→ Study text:
A new study says that cyanobacteria - organisms that thrived on Earth before there was enough oxygen to block harmful ultraviolet light-could pave way for new and improved sunscreens.
The genes and enzymes responsible for producing sunscreen molecules in one such cyanobacterium have now been identified, a step towards making bio-inspired sun protection.
Also known as blue-green algae, cyanobacteria have existed on Earth for 3.4 billion years. They get their energy from sunlight via photosynthesis, but in doing so, they must expose themselves to UV radiation, which damages DNA molecules - a serious problem for early life, before the "great oxygenation event" around 2.4 billion years ago.
One way today's cyanobacteria combat UV exposure is to make small-molecule sunscreens called mycosporines and mycosporine-like amino acids (MAAs) that absorb the harmful rays.
Now, for the first time, Emily Balskus and Christopher Walsh of Harvard Medical School in Boston, Massachusetts, have found the genes and enzymes involved in the biosynthesis of these sunscreen molecules.

→ Dataset extract:
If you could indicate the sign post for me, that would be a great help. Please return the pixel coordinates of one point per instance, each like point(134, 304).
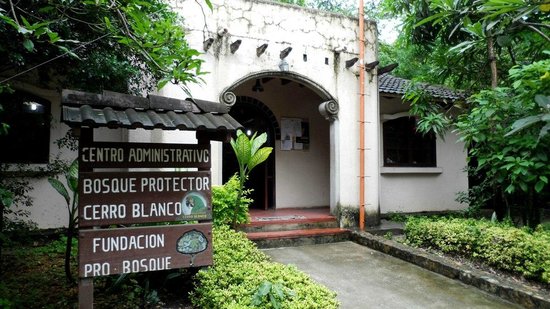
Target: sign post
point(137, 199)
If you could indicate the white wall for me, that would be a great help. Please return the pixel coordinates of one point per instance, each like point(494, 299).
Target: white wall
point(302, 177)
point(316, 35)
point(422, 189)
point(321, 178)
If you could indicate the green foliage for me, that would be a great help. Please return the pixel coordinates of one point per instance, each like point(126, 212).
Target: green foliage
point(35, 278)
point(517, 162)
point(239, 271)
point(476, 198)
point(272, 293)
point(223, 203)
point(124, 46)
point(453, 38)
point(498, 244)
point(249, 153)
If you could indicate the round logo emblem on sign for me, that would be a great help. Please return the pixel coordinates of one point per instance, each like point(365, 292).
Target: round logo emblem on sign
point(192, 242)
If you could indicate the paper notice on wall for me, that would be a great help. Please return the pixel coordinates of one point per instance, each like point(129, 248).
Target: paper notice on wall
point(290, 127)
point(294, 134)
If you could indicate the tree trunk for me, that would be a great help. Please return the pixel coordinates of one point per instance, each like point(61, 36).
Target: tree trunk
point(1, 235)
point(68, 249)
point(492, 61)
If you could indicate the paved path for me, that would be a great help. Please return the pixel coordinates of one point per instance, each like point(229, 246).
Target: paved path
point(364, 278)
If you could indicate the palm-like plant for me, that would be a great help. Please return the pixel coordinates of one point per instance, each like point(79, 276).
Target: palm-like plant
point(249, 153)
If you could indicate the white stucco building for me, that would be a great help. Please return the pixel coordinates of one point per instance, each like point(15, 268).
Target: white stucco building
point(283, 70)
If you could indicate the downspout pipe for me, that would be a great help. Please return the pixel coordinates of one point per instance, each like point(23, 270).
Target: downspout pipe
point(361, 37)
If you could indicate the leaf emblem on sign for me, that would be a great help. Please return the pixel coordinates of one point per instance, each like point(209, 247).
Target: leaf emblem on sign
point(192, 242)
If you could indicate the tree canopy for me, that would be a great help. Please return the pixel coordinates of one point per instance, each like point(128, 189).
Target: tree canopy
point(120, 45)
point(497, 50)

→ Exercise brief: Quote the passage about cyanobacterial sunscreens word for word, beginning at the words "The genes and enzymes responsible" and stopping after "the harmful rays.". The lines play no part in what comes next.

→ Your response:
The genes and enzymes responsible for producing sunscreen molecules in one such cyanobacterium have now been identified, a step towards making bio-inspired sun protection.
Also known as blue-green algae, cyanobacteria have existed on Earth for 3.4 billion years. They get their energy from sunlight via photosynthesis, but in doing so, they must expose themselves to UV radiation, which damages DNA molecules - a serious problem for early life, before the "great oxygenation event" around 2.4 billion years ago.
One way today's cyanobacteria combat UV exposure is to make small-molecule sunscreens called mycosporines and mycosporine-like amino acids (MAAs) that absorb the harmful rays.